## Selected text
»»
Will start it next week.

#3 Updated by Xiubo Li over 3 years ago

  • Status changed from New to In Progress

#4 Updated by Xiubo Li over 3 years ago

From the source code, the encoded filename length will be roughly increased to 4/3 of the original filename.

192 /**                            
193  * base64_encode() - base64-encode some bytes
194  * @src: the bytes to encode   
195  * @len: number of bytes to encode
196  * @dst: (output) the base64-encoded string.  Not NUL-terminated.
197  * 
198  * Encodes the input string using characters from the set [A-Za-z0-9+,].                                                              
199  * The encoded string is roughly 4/3 times the size of the input string.
200  * 
201  * Return: length of the encoded string
202  */                           

This will be filename presented from readdir() and it only take the ciphertext's first FSCRYPT_NOKEY_NAME_MAX bytes, which is offsetofend(struct fscrypt_nokey_name, sha256) == 157, to do the base64-encoding.

The ciphertext length will be:

 51 struct fscrypt_nokey_name {    
 52         u32 dirhash[2];        
 53         u8 bytes[149];         
 54         u8 sha256[SHA256_DIGEST_SIZE];      
 55 }; /* 189 bytes => 252 bytes base64-encoded, which is <= NAME_MAX (255) */

#5 Updated by Xiubo Li over 3 years ago

Hi Jeff,

One question:

Currently the ext4 will just store the ciphertext as the final filename to the disk, and the max length of the ciphertext will be equal to or larger than the original filename length, but both will less than NAME_MAX.

Because the ciphertext may contains the '\0' and '/', which are not printable. So for ceph, from your kclient patches, you're planing to use the base64-encoded text, which will be directly encoded from the raw ciphertext instead without making sha256 for ciphertext150~ciphertext[end], right ?

And if the filename length is large enough then the base64-encoded plaintext maybe "ciphertext_length * 4 / 3" > 255 bytes ?

In another word, for ceph the final filename on disk will be user-copied-filename --> ciphertext --> based64-encoded-plaintext. But the vfs will do present or lookup the filename as "struct fscrypt_nokey_name" form. So for ceph we must store both the "based64-encoded-plaintext" and the "struct fscrypt_nokey_name" form one.

Why must we store the based64-encoded-plaintext is because that it will be used to dencrypt to the normal filename back, while the "struct fscrypt_nokey_name" form couldn't, because the [150, end] bytes has been coverted to sha256.

Is my understanding right ?

Thanks
BRs

#6 Updated by Xiubo Li over 3 years ago

For the 2nd approach, suggeset by Zheng, more detail in my mind is:

If we will store both the "based64-encoded-plaintext" and shortened/hashed names.

Such as for "/mnt/cephfs/mydir/" and there has a "file0" under it and its based64-encoded name is "6Lbbm78gId17Blle0Uwz+a6I2QiBQR8Zzzc6QWBTYm,JkVzr,BqsSD". We will tell MDSs to store both the file0's ciphertext's base64-encoded value and "6Lbbm78gId17Blle0Uwz+a6I2QiBQR8Zzzc6QWBTYm,JkVzr,BqsSD".
««
## Task brief
From the issue thread, copy everything from "Will start it" down to "the original filename.", swapping "source code" for "kernel source". You won't need the listing that comes next.

## Stored rows
»»
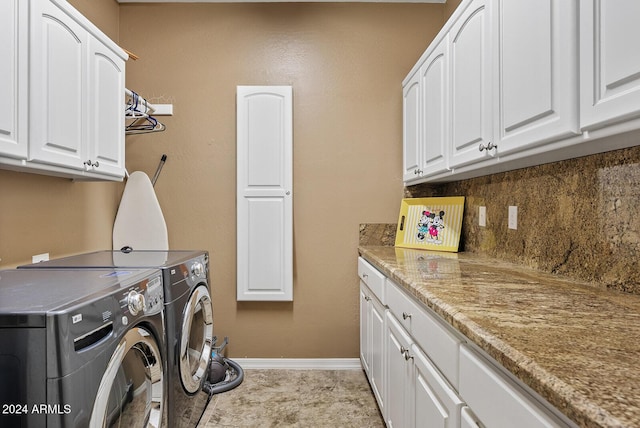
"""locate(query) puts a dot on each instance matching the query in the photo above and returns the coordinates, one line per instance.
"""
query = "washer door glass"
(131, 392)
(196, 339)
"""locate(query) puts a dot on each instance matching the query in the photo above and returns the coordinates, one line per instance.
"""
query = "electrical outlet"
(482, 216)
(513, 217)
(40, 258)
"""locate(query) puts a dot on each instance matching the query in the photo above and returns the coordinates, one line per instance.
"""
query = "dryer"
(188, 315)
(82, 348)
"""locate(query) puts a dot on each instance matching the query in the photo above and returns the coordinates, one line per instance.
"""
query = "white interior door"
(264, 199)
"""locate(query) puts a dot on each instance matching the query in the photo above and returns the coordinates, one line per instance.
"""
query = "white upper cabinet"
(535, 71)
(412, 146)
(523, 82)
(106, 122)
(609, 61)
(13, 86)
(434, 82)
(471, 84)
(62, 105)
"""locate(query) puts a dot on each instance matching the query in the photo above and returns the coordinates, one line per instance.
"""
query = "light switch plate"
(513, 217)
(482, 216)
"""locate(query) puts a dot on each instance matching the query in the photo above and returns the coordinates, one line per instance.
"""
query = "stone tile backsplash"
(578, 218)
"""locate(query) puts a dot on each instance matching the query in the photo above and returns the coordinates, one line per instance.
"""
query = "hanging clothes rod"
(138, 111)
(156, 109)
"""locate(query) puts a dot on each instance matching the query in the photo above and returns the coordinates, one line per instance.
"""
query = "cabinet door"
(398, 378)
(264, 201)
(468, 419)
(436, 404)
(471, 84)
(377, 343)
(435, 109)
(13, 85)
(496, 400)
(411, 129)
(609, 62)
(536, 77)
(365, 329)
(58, 87)
(106, 125)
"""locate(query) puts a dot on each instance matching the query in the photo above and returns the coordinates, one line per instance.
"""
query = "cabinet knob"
(487, 147)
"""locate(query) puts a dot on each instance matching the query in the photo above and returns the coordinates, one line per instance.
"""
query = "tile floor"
(296, 398)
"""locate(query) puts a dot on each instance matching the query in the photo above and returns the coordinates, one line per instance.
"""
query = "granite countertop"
(575, 344)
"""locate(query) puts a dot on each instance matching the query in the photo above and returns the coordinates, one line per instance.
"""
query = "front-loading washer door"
(196, 339)
(131, 392)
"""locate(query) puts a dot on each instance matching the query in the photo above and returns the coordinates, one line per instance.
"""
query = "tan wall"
(346, 63)
(43, 214)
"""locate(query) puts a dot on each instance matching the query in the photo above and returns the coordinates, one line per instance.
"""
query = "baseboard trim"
(300, 363)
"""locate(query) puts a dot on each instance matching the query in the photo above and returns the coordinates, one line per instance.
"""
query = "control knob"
(135, 301)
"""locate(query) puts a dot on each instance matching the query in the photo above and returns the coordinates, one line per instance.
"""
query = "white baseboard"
(300, 363)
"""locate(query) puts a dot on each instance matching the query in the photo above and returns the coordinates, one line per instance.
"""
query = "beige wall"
(43, 214)
(346, 63)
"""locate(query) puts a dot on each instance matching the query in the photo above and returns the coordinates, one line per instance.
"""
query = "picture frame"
(430, 223)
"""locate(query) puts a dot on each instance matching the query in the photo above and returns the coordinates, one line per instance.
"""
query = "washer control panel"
(146, 298)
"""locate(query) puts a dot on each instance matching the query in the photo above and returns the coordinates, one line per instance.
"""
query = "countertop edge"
(556, 392)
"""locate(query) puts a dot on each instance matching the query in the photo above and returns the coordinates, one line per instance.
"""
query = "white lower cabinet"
(468, 419)
(398, 375)
(372, 341)
(417, 394)
(496, 399)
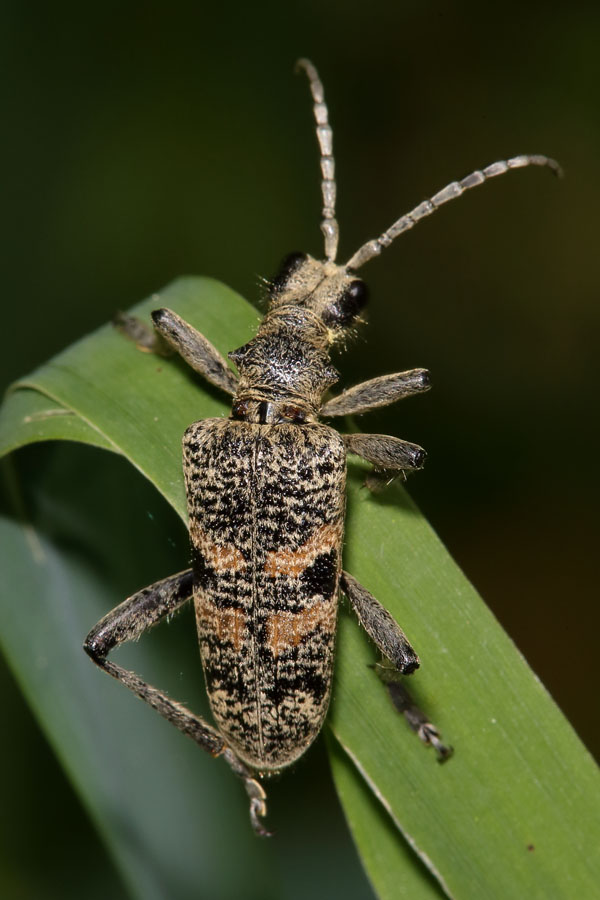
««
## Right answer
Will start it next week.

#3 Updated by Xiubo Li over 3 years ago

  • Status changed from New to In Progress

#4 Updated by Xiubo Li over 3 years ago

From the kernel source, the encoded filename length will be roughly increased to 4/3 of the original filename.